Where Do You Cut Peperomia to Propagate?
The best place for cutting for propagation is at a stem. Generally, you want to cut a stem with at least four leaves, as this provides your plant with the most energy and the best chance of successful propagation.
You will want to cut somewhere under the oldest and lowest leaf, and then remove the bottom two leaves. This allows you to have several points roots can grow from, and more of the stem to place under the water.
Can You Propagate Peperomia in Winter?
While it is best to propagate Peperomia in the springtime, it is possible to start propagating them in late fall or early winter. Due to less light and colder temperatures, it will take a lot longer for the roots to form than it would in spring and summer.
Also, you don’t want to let your plant get too cold. If the temperature drops where you live, consider turning up the heat in your home. Your plant should stay in the temperature range of 65 to 80°F (18 to 26°C).
Some people prefer to cut from plants while they are dormant, as the cutting won’t affect growth as much. Winter is also when many people cut back their plants before the next growing season, so it reduces the waste of stems that you would otherwise toss, and you may be able to get a new plant out of them.
How to Propagate Raindrop Peperomia From a Leaf?
While you cannot propagate a Raindrop Peperomia from a leaf, you can propagate other varieties of Peperomia from leaf cuttings. However, they don’t always do well in water. You generally want at least a stem and a leaf for best results in water.
In soil, leaves do much better, so if you want to propagate a leaf, we recommend doing it that way.
It is important to note that only solid varieties of Peperomia plants can be propagated by leaves. This means no variegated varieties. Since the Raindrop Peperomia is a variegated variety, it is unable to be propagated that way.
Propagating in soil is easy. Place the leaf in the soil so the cut is against the dirt. The leaf doesn’t have to go far into the dirt, usually only around half an inch (1 to 2 cm) deep. Just make sure that the soil is firm around the leaf so that it won’t fall out. Then, water the leaf and soil thoroughly and be patient.
For best results, some people recommend cutting the leaf in half along the width. This gives you two plants to propagate and a lot more space for the roots to grow from.

## Records shown
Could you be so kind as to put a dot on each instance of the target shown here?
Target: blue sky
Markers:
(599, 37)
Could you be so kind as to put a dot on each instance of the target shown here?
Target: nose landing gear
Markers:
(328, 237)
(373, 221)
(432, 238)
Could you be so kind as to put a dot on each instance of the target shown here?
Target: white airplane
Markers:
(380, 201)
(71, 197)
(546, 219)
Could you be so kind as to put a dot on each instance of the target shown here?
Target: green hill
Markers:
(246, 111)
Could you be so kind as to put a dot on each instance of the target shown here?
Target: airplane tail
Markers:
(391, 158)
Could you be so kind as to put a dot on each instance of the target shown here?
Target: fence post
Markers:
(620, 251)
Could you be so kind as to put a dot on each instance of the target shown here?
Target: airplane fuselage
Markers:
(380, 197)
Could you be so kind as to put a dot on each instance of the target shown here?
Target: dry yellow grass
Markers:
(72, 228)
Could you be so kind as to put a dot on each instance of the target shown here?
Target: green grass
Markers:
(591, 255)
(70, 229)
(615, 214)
==
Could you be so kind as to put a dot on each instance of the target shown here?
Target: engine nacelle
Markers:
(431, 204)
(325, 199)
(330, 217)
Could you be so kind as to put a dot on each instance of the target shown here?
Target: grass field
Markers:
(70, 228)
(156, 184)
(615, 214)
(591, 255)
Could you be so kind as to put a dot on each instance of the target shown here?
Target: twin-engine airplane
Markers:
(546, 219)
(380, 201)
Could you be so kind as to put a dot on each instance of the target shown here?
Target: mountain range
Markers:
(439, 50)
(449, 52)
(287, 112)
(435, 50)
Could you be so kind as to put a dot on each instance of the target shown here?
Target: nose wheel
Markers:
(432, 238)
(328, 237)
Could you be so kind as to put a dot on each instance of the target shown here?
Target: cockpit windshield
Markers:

## Requirement 1
In the text on propagating Peperomia, what temperature range should the plant stay in during winter?
## Requirement 2
Continue the text on propagating Peperomia from its last sentence.

## Answer area 1
65 to 80°F (18 to 26°C).

## Answer area 2
If you live in a drier climate, you may also want to cover the top of the pot with plastic wrap to trap in the humidity. Just remember to remove the covering for a little bit every day so that it has time to release any excess humidity. Usually, an hour or two is fine.
You’ll know when the plant is ready to be repotted if there are roots present and new leaves are trying to grow.
Raindrop Peperomia Care After Propagation
After you propagate your Raindrop Peperomia in water, make sure you keep it away from direct light. It wants bright light, but not direct light. Usually, near a window with a thin curtain over it is the best location.
You also want to change the water every few days. This will help to prevent the water from causing rot and will encourage the roots to grow and sprout.
Keep the propagating stem in the water until the roots are about 2 to 3 inches (5 to 7.5 cm) in length. Then you plant it in a pot and treat it as you normally would. The roots can come from any of the cuttings, from the bottom of the stem to the nodes where the leaves were cut off.
Raindrop Peperomias are one of the best plants to propagate in water. Despite their inability to be grown in water due to a high propensity to develop root rot, they do exceptionally well in water when trying to grow roots.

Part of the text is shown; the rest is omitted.